**Exercise objective:**
Please continue the passage on the ISA, liberalism and the "new Cold War" from the point where it stops.

─── Passage ───

Analysis and Program
What does any of this have to do with the question of liberalism and the post-Soviet period discussed above? Understanding the role of the revolutionary party is central to understanding the crisis in the ISA and the Marxist left more generally. However, this question plays out in a concrete historical setting. The failure of the left to build a strong revolutionary international party is the result of capitulating to the distinct political pressures of the period. Understanding the relation of U.S. imperialist hegemony and liberal ideology to the capitulations of the labor movement was—and remains—crucial to guiding the working class in its daily struggles. Only from such an understanding does it become clear that to fight imperialism one must fight in the workers movement against the influence of liberalism, which has fostered reaction and paralyzed struggle.
However, if—like the ISA—confronting the dominant illusions in the workers movement is not seen to be the party’s central task, then one’s view of the world will necessarily reflect these very illusions. Members of the ISA believe that their analysis of the “new Cold war” driven by the rise of “Chinese imperialism” is a unique view that distinguishes them from every other tendency. But, in fact, opposing “both sides” in the conflict between the U.S. and China is not unique at all, but is widespread among pacifist social democrats.
Without going into an in-depth refutation of the ISA’s analysis of the world situation here (see “The Class Nature of China,” Spartacist [English edition] No. 69, August 2024), it is enough to point out that by being totally oblivious to the reactionary role of liberalism in the workers movement the ISA finds itself disarmed in the face of imperialist propaganda against China and Russia. The truth is that the entire capitalist world system still rests on the U.S. and the institutions it set up after World War II. The hysteria in the bourgeois press against China serves to mask this fact and rally workers and the oppressed in defense of the rapidly disintegrating liberal status quo.

─── Entries provided ───

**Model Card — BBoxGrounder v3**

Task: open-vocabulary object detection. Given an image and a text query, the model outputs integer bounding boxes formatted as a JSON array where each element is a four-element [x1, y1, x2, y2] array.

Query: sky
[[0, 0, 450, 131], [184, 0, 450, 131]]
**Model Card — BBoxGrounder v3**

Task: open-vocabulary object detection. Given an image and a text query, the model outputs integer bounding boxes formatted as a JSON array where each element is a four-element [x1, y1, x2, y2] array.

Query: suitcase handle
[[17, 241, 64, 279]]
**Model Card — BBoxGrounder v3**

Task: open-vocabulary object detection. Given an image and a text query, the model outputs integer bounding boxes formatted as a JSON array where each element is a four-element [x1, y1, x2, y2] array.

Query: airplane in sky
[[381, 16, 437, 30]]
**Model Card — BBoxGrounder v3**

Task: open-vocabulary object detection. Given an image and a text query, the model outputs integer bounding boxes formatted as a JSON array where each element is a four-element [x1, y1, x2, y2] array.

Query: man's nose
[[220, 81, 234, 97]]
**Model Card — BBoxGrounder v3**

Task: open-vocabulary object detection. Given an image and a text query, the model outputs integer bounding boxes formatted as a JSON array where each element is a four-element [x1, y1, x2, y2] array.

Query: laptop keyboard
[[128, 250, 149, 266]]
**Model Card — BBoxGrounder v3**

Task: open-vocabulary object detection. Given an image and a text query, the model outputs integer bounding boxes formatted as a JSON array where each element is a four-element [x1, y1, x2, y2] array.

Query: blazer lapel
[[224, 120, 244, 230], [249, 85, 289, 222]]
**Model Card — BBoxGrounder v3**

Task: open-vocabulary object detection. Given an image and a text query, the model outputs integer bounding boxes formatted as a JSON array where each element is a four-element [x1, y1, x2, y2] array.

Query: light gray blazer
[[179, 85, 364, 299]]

───

**Your response:**
Which Road Forward?
Despite our fundamental difference with the political course of the ISA, we take no pleasure in its ongoing crisis, not least because it is the result of right-wing liberal pressures. A liquidation on the model of the International Socialist Organization in the U.S. would be a setback for the socialist movement.
Drastic organizational measures to curb internal tensions can be a way to slow the bleeding. However, it will not do anything to tackle the political causes of the current crisis. Such measures can only postpone the reckoning. The only way to a progressive outcome is through open and thorough political debate that does not shy away from going back to the very roots of the Militant tendency. The failure to do this following the expulsion from the CWI has directly led to the current predicament. It is essential that this mistake not be repeated.
There is a chance for the international Trotskyist movement to come out stronger from the crisis gripping the ISA. To this end—and despite the often-antagonistic history between our two tendencies—we propose that the ICL and the ISA open a frank and comradely discussion over the perspectives for the revolutionary movement in the current period. Only patient and principled debates between tendencies can put a stop to constant disintegration of revolutionary forces and lead to advances in reforging a true World Party of Socialist Revolution.